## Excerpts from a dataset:
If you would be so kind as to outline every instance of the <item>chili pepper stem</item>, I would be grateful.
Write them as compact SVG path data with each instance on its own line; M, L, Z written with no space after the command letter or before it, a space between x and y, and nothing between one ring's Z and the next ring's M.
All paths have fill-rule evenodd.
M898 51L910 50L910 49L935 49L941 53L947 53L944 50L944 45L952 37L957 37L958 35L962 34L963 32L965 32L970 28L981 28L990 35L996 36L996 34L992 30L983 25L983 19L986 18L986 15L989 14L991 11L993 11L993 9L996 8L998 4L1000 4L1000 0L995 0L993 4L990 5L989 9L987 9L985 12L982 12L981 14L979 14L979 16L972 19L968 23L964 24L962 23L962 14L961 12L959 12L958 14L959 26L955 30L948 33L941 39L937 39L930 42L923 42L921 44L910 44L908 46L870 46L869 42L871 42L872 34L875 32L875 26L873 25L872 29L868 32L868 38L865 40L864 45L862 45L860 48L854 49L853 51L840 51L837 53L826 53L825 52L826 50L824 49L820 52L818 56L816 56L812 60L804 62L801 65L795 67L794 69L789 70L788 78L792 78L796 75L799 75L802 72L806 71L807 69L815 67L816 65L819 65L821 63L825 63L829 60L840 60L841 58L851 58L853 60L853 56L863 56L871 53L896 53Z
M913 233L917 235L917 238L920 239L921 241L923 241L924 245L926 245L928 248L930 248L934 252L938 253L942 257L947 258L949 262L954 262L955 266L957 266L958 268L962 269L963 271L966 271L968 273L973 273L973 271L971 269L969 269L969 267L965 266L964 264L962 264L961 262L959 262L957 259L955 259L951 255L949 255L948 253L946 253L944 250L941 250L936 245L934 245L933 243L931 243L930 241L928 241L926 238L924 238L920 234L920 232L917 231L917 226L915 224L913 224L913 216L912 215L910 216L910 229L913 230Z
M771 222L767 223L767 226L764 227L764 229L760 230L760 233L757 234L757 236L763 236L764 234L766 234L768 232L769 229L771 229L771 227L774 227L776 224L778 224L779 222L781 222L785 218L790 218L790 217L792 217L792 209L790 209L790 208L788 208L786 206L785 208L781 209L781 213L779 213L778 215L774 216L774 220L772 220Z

## Assignment:
None of the records may be left out; each is to be restated exactly.

## Answer box:
If you would be so kind as to outline every instance of the <item>chili pepper stem</item>, I would be grateful.
Write them as compact SVG path data with each instance on its own line; M, L, Z written with no space after the command letter or before it, a space between x and y, and nothing between one ring's Z and the next ring's M.
All paths have fill-rule evenodd.
M898 51L910 50L910 49L935 49L941 53L947 53L944 50L944 45L952 37L957 37L958 35L962 34L963 32L965 32L970 28L981 28L990 35L996 36L996 34L992 30L983 25L983 19L986 18L986 15L989 14L991 11L993 11L993 9L996 8L998 4L1000 4L1000 0L995 0L993 4L990 5L989 9L987 9L985 12L982 12L981 14L979 14L979 16L972 19L968 23L964 24L962 23L962 14L961 12L959 12L958 14L959 26L955 30L948 33L941 39L937 39L930 42L923 42L921 44L910 44L908 46L870 46L869 42L871 42L872 34L875 32L875 26L873 25L872 29L868 32L868 38L865 40L864 45L862 45L860 48L854 49L853 51L840 51L837 53L826 53L825 52L826 50L824 49L820 52L818 56L816 56L812 60L804 62L801 65L795 67L794 69L789 70L788 78L792 78L796 75L799 75L802 72L806 71L807 69L815 67L816 65L819 65L821 63L825 63L829 60L840 60L841 58L851 58L853 60L853 56L863 56L871 53L896 53Z
M913 233L917 235L917 238L920 239L921 241L923 241L924 245L926 245L928 248L930 248L934 252L938 253L942 257L947 258L949 262L954 262L955 266L957 266L958 268L962 269L963 271L966 271L968 273L973 273L973 271L971 269L969 269L969 267L965 266L964 264L962 264L961 262L959 262L957 259L955 259L951 255L949 255L948 253L946 253L944 250L941 250L936 245L934 245L933 243L931 243L930 241L928 241L926 238L924 238L920 234L920 232L917 231L917 226L915 224L913 224L913 216L912 215L910 216L910 229L913 230Z
M771 222L767 223L767 226L764 227L764 229L760 230L760 233L757 234L757 236L763 236L764 234L766 234L768 232L769 229L771 229L771 227L774 227L776 224L778 224L779 222L781 222L785 218L790 218L790 217L792 217L792 209L790 209L790 208L788 208L786 206L785 208L781 209L781 213L779 213L778 215L774 216L774 220L772 220Z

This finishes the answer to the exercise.